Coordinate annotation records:
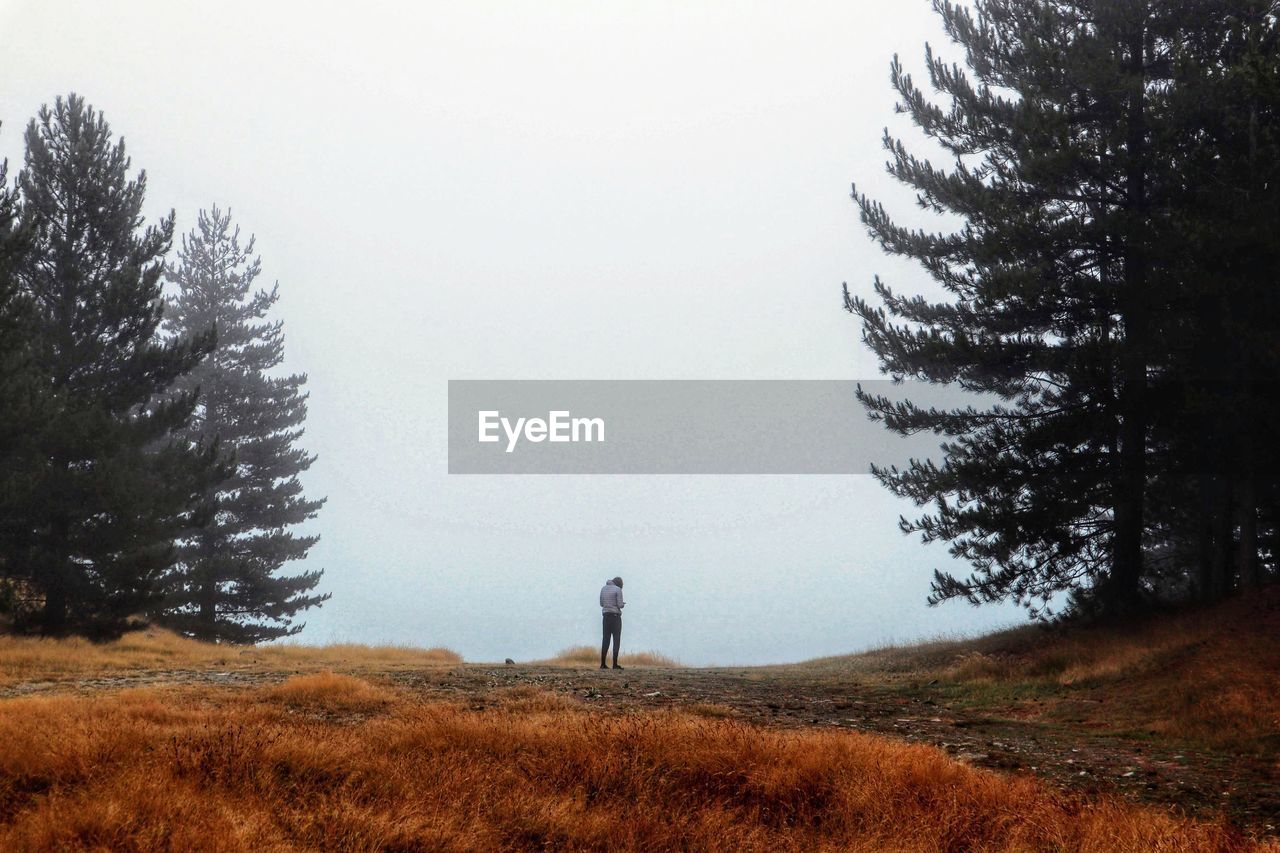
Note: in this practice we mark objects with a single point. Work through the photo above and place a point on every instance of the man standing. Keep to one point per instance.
(612, 605)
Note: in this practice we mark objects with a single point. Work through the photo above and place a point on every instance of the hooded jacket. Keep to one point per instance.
(611, 598)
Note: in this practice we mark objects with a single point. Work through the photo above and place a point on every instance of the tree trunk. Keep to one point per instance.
(1132, 480)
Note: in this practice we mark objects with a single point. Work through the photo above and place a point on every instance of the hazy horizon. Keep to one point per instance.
(570, 191)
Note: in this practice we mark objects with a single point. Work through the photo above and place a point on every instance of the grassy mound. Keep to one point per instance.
(242, 770)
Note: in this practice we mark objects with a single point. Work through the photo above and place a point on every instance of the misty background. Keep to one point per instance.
(538, 191)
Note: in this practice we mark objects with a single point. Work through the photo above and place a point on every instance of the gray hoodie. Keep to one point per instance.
(611, 598)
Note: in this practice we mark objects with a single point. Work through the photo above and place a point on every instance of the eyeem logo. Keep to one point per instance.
(558, 427)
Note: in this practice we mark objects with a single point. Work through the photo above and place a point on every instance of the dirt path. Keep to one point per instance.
(1198, 783)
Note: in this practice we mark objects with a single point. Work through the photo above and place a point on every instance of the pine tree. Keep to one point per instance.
(22, 402)
(113, 487)
(227, 584)
(1061, 178)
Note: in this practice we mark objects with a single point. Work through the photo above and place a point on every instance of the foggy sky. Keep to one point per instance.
(538, 191)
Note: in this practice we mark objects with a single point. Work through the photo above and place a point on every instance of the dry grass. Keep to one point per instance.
(251, 770)
(590, 656)
(329, 692)
(24, 658)
(1207, 676)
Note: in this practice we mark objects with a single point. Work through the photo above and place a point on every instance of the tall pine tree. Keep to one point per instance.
(1061, 179)
(23, 405)
(113, 487)
(227, 584)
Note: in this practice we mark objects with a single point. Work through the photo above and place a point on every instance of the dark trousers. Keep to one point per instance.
(612, 628)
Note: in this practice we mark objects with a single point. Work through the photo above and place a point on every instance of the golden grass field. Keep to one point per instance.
(344, 747)
(328, 761)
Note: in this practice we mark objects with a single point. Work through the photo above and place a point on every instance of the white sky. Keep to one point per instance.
(538, 190)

EXERCISE BRIEF: Copy out the records from the line with "trunk. Keep to one point per instance." to the line with "(1207, 676)", requests included, and shift every coordinate in the answers by adding 47 to it. Give only those lines.

WRITTEN ANSWER:
Note: in this practice we mark objects with a single point. Work through the photo above and place a point on every instance of the tree trunk. Keep to one point per instance.
(1179, 527)
Note: in this practice we mark objects with a single point. Work through the photo above and place a point on every instance of the hazy horizon. Keep to one point per instance.
(617, 238)
Note: in this practice we mark objects with a single point. Work through the photo above and place a point on every instance of the grassy mound. Keep to one point per instance.
(289, 817)
Note: in this practice we mark objects with a single point. Work through the photo above and place a point on every instance of the misty background. Keep to one point per instance.
(585, 238)
Note: in this practice we mark objects with a single point. Work through the photo above and place a point on every instance of the gray hoodie. Keep to one point per instance.
(658, 645)
Note: in this practice we mark objects with a single point. Work through the photo above and place a point on every instance of the eyeem logo. Keep to one point per instance.
(605, 474)
Note: in this practice we mark objects with a single point. Work through the photo above and place a point on every instance of the dirt path. Keep to one point per instance.
(1245, 830)
Note: in this practice we mark objects with a single point. Work through the photo above and place a point on every instance of the pine tree. Keep to one point per instance.
(69, 449)
(160, 534)
(274, 631)
(1108, 225)
Note: in this practice we mark objects with a single point. Work through the photo above and place a point on every instance of the foggy sky. Keep to one point per instance.
(585, 238)
Note: in this practice we mark objects with a single point. Work through the photo above and place a point on every instance of the dry grass. Keep to one point per instance.
(298, 817)
(637, 703)
(376, 739)
(71, 705)
(1254, 723)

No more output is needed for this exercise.